▶ [WORK TO BE COMPLETED] What numbers of white bass does the Lock & Dam fishing post below report being caught or kept? List each with what it refers to.

▶ [PASSAGE]
------------------------
# Lock & Dam 2/11



## bearkat51 (Dec 5, 2008)

Finally made out last Friday to the lock and dam and caught 16 white bass. So my buddy wanted to go out today and see what it was all about. We got to the marina around 2:15. My first cast I caught a nice size white. So I told my buddy to come over. For about 15 minutes we were catching whites on every cast. It was pretty steady all day, exept for a few sperts where we would catch them on every cast. Ended up catching over 60 whites and we kept 47, left around 5:00. My buddy was using a chrome rattletrap with blue on the top of it, and I was using a red head jig with a green tail grub. The key was to get it out into the current and they would jsut hammer it. We were fishing about 100 yards in front of the bridge towards the dam side. We are going to be out there Saturday morning so if you see two college ages guys throwing rattletraps and jigs come over and say hi.
------------------------
▶ [RAW DATA]

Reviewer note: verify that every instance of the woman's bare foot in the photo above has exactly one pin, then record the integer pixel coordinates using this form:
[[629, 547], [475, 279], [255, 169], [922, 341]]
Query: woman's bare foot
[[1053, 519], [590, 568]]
------------------------
▶ [WRITTEN REPLY]
- 16 white bass caught last Friday
- Over 60 whites caught on the return trip
- 47 of those whites kept